Exercise: Set down the whole listing verbatim.

⟨

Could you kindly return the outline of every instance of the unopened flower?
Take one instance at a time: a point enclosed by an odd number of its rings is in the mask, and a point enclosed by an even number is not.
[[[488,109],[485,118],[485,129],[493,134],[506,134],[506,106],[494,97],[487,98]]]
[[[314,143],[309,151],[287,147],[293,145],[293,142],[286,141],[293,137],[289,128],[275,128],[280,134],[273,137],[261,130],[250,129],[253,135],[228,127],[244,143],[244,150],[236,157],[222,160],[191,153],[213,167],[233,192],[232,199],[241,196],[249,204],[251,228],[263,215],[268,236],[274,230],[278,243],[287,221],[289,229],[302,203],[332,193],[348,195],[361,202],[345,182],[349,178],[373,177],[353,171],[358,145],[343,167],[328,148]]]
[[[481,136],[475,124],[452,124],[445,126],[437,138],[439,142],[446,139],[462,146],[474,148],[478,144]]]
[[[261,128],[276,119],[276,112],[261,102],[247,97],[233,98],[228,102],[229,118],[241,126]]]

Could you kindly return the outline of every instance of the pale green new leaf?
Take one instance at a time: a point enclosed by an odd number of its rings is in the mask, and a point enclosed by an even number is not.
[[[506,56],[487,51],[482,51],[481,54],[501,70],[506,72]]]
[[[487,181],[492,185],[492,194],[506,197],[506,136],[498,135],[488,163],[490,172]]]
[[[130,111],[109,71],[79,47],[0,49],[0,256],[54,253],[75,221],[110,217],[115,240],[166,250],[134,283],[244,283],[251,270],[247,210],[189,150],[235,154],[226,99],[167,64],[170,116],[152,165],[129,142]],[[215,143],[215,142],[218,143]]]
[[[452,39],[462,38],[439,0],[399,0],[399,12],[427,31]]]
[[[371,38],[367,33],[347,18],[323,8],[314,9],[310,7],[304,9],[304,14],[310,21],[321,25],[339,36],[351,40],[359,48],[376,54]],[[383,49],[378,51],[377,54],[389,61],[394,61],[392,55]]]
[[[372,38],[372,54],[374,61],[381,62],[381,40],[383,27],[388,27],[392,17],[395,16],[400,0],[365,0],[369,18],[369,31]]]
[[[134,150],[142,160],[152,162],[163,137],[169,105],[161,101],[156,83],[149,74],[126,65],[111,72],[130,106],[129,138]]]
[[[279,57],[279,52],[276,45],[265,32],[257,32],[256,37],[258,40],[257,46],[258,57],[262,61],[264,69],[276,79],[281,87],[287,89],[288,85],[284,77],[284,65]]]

⟩

Right answer:
Could you kindly return the outline of every instance of the unopened flower?
Take one instance at a time: a point enclosed by an odd number of its rings is in the mask, and a point enclosed by an even number is not.
[[[488,109],[485,118],[485,129],[493,134],[506,134],[506,106],[494,97],[487,98]]]
[[[314,143],[309,151],[287,147],[293,145],[293,142],[286,141],[293,137],[289,128],[275,128],[280,134],[273,137],[261,130],[250,129],[253,135],[228,127],[244,143],[244,150],[236,157],[222,160],[191,153],[213,167],[233,192],[232,199],[241,196],[249,204],[251,228],[263,215],[268,236],[274,230],[278,243],[287,221],[289,229],[302,203],[332,193],[348,195],[361,202],[345,182],[349,178],[373,177],[353,171],[358,145],[343,167],[328,148]]]
[[[481,136],[475,124],[452,124],[445,126],[437,138],[439,142],[446,139],[462,146],[474,148],[478,144]]]
[[[261,128],[276,119],[276,112],[261,102],[247,97],[233,98],[228,102],[229,118],[241,126]]]

Could you kindly return the outline of every instance of the pale green new leaf?
Take one instance at a time: a point enclosed by an odd number of its rings is in the mask, and a point enclosed by an even number is not.
[[[506,56],[487,51],[482,51],[481,54],[501,70],[506,72]]]
[[[487,181],[492,185],[492,194],[506,197],[506,136],[498,135],[488,163],[490,172]]]
[[[130,111],[109,71],[79,47],[0,49],[0,256],[54,253],[75,221],[110,217],[115,240],[166,250],[134,283],[244,283],[251,270],[247,210],[189,150],[235,154],[226,99],[167,64],[170,116],[152,165],[129,142]],[[215,143],[215,142],[218,143]]]
[[[452,39],[462,38],[439,0],[399,0],[399,12],[427,31]]]
[[[371,38],[367,33],[347,18],[323,8],[314,9],[310,7],[304,9],[304,14],[310,21],[321,25],[339,36],[351,40],[359,48],[376,54]],[[383,49],[378,51],[377,54],[389,61],[394,61],[392,55]]]
[[[372,38],[372,54],[374,61],[381,62],[381,40],[383,27],[388,27],[392,17],[395,16],[400,0],[365,0],[369,18],[369,31]]]
[[[134,150],[142,160],[152,162],[163,137],[169,105],[161,101],[156,83],[149,74],[126,65],[111,72],[130,106],[129,138]]]
[[[279,57],[279,52],[276,45],[265,32],[257,32],[256,37],[258,40],[257,46],[258,57],[262,61],[264,69],[276,79],[281,87],[287,89],[288,85],[284,77],[284,65]]]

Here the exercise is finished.